• [DESCRIPTION OF THE TASK]: Keep the pictures out and restate every record exactly.

Stored data entries:

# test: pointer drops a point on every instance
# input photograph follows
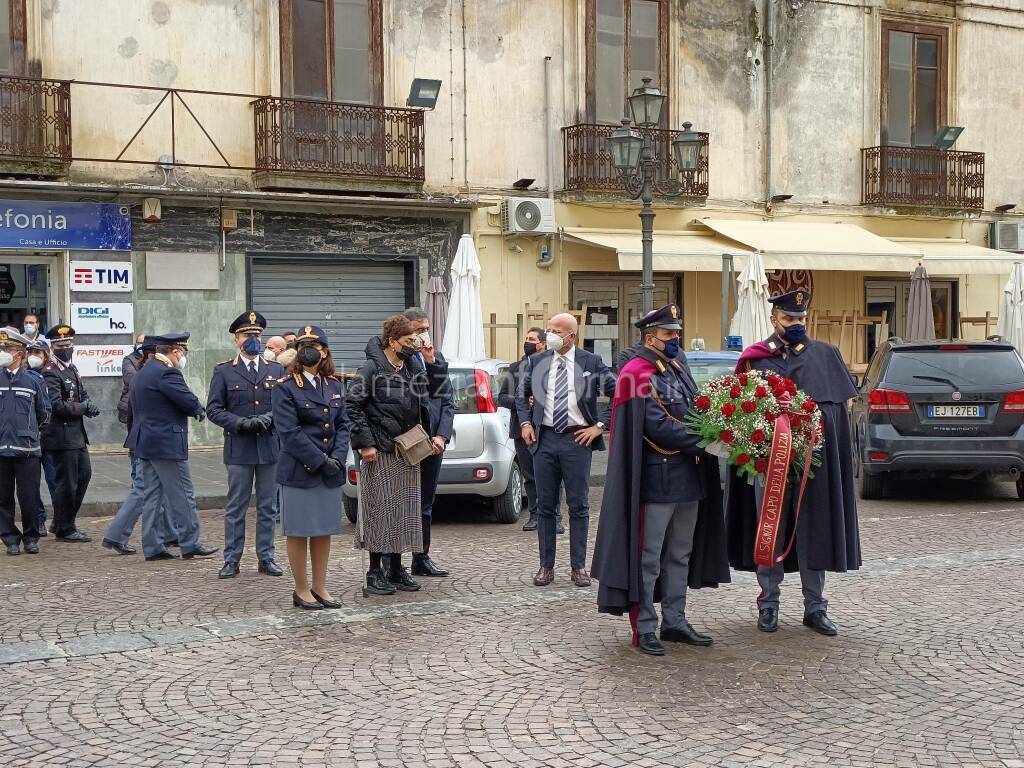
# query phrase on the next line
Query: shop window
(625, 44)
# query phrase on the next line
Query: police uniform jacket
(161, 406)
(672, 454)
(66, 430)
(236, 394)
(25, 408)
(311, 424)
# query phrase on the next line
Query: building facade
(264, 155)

• [RESPONSE TO THE TASK]:
# test: pointer drops a point on every instance
# input photograph follows
# query phrase on the next line
Query: shop window
(625, 44)
# query phrase on the next line
Query: police uniform jacket
(161, 406)
(672, 454)
(66, 430)
(236, 394)
(25, 408)
(311, 424)
# query phrase on the next line
Query: building facade
(264, 155)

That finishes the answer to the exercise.